## EXERCISE OBJECTIVE:
Where in the records does the word "reflection" occur? Copy each line in which it does.

## TASK INPUTS:
#####
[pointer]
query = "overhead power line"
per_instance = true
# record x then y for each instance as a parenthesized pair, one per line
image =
#####
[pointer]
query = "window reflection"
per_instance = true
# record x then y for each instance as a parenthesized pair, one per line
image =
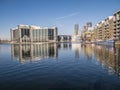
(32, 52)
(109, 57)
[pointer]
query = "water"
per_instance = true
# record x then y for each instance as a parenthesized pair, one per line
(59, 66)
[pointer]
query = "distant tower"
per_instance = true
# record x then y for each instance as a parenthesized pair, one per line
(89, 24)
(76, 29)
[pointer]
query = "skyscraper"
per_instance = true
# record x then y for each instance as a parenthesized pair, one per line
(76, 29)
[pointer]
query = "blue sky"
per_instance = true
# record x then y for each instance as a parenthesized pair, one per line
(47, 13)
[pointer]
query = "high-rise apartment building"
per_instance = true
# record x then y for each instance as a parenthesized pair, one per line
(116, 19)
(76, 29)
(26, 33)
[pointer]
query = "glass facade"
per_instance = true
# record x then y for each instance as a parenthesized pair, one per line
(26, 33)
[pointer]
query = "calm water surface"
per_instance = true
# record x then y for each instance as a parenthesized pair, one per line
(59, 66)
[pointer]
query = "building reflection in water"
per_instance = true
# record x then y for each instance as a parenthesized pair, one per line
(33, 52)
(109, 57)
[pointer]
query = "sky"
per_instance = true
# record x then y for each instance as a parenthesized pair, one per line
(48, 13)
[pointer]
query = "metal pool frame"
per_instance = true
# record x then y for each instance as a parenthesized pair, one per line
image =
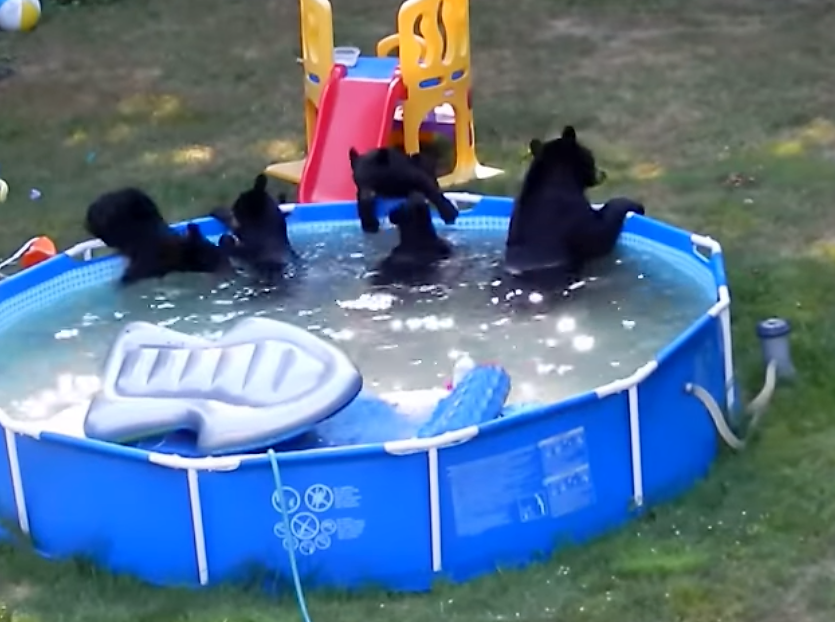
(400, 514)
#####
## WRITTEN ANSWER:
query = "window reflection"
query = "building reflection in water"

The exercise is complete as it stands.